Transcreva sem alterações a passagem do artigo "A transfiguração do desastre" que vai de "Ninguém compreenderá nada" até "indireta da cenoura-de-burro.".

_Trecho de origem_.

- - - -

2021-12-17 07:58:28
Vale a pena recordar:
A transfiguração do desastre
Olavo de Carvalho
O Globo, 16 de junho de 2001
Sempre que os esquerdistas querem impor um novo item do seu programa, alegam que ele é a única maneira de curar determinados males. Invariavelmente, quando a proposta sai vencedora, os males que ela prometia eliminar são agravados. O normal seria que, em tais circunstâncias, a esquerda fosse responsabilizada pelo desastre. Mas isto jamais acontece, pois instantaneamente o argumento legitimador originário desaparece do repertório e é substituído por um novo sistema de alegações, que celebra o fracasso como um sucesso ou como necessidade histórica incontornável.
Ninguém compreenderá nada da história do século XX — nem deste começo do XXI — se não conhecer esse mecanismo de justificação retroativa pelo qual se leva o povo a trabalhar em prol de metas não declaradas, que o escandalizariam se as conhecesse e que por isto só podem ser atingidas pela via indireta da cenoura-de-burro.

- - - -

_Dados fornecidos_.
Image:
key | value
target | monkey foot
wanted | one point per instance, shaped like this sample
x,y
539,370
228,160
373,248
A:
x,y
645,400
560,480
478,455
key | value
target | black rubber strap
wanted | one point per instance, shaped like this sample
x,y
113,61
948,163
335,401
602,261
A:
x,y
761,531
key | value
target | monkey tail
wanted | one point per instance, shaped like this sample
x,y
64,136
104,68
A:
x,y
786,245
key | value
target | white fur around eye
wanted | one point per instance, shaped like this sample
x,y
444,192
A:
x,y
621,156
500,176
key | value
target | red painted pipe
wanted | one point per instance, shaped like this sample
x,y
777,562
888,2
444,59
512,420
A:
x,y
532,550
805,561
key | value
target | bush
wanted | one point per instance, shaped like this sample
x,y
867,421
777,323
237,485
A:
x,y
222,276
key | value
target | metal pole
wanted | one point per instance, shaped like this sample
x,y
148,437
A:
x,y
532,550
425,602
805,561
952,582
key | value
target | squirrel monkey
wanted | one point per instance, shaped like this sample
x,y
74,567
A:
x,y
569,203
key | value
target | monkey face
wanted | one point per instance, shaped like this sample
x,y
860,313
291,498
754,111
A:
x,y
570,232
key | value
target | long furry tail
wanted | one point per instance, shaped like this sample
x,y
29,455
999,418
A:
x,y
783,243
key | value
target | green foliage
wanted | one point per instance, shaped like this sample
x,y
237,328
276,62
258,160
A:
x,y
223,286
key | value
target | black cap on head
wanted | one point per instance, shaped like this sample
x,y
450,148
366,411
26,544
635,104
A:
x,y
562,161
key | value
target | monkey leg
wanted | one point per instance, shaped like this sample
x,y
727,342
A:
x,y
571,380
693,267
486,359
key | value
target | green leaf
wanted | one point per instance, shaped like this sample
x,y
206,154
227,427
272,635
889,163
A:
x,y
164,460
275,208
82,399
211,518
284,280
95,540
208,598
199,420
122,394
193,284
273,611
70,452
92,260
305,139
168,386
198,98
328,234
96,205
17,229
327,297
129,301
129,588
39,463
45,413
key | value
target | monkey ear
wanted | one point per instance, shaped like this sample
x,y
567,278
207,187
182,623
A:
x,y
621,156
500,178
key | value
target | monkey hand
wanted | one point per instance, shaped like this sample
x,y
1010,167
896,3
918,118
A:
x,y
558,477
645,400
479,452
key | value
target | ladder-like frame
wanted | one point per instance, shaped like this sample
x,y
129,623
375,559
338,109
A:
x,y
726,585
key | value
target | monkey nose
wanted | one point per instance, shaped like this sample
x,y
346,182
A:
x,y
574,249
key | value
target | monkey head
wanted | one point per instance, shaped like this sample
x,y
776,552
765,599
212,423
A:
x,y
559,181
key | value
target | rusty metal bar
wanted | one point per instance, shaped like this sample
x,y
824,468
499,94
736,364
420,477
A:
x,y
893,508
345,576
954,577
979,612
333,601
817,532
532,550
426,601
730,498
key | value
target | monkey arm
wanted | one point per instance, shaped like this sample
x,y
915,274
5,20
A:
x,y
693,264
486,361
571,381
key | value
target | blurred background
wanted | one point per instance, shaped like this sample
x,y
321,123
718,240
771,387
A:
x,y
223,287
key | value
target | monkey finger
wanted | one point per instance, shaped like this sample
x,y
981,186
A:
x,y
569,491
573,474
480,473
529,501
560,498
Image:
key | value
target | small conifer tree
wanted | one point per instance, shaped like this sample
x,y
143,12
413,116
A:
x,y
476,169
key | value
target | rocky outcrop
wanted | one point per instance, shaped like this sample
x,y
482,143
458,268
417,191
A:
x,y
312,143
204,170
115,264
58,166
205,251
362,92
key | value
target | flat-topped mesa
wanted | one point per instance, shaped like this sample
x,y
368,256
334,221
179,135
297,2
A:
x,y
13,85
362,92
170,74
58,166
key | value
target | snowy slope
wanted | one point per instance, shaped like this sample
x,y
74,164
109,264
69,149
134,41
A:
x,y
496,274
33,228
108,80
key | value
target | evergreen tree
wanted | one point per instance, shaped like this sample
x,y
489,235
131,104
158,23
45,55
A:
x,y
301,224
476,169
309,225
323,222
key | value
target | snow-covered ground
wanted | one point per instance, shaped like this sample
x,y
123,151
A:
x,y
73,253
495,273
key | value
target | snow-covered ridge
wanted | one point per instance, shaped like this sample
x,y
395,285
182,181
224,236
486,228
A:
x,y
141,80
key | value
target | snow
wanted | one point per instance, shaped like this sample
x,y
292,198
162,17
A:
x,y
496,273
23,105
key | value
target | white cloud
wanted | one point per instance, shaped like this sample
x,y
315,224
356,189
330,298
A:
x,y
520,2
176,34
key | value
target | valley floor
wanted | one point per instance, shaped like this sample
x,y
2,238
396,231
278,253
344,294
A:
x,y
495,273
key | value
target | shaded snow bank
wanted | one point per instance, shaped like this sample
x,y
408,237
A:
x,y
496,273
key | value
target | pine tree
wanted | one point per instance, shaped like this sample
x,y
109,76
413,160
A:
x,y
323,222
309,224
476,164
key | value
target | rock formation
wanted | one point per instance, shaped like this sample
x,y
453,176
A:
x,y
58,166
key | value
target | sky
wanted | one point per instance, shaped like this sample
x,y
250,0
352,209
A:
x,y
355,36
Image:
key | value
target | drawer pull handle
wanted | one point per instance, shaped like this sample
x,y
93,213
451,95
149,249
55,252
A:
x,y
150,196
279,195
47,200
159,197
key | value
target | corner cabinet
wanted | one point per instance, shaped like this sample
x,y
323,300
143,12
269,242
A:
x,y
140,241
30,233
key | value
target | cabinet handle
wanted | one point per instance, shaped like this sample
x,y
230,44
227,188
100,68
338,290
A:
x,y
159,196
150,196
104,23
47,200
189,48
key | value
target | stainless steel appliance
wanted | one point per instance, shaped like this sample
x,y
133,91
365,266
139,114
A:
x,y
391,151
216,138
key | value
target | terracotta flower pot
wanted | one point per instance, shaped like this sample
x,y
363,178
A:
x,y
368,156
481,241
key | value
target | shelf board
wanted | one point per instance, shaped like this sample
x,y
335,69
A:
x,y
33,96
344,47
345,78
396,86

- - - -

_Seção de resposta_.
Ninguém compreenderá nada da história do século XX — nem deste começo do XXI — se não conhecer esse mecanismo de justificação retroativa pelo qual se leva o povo a trabalhar em prol de metas não declaradas, que o escandalizariam se as conhecesse e que por isto só podem ser atingidas pela via indireta da cenoura-de-burro.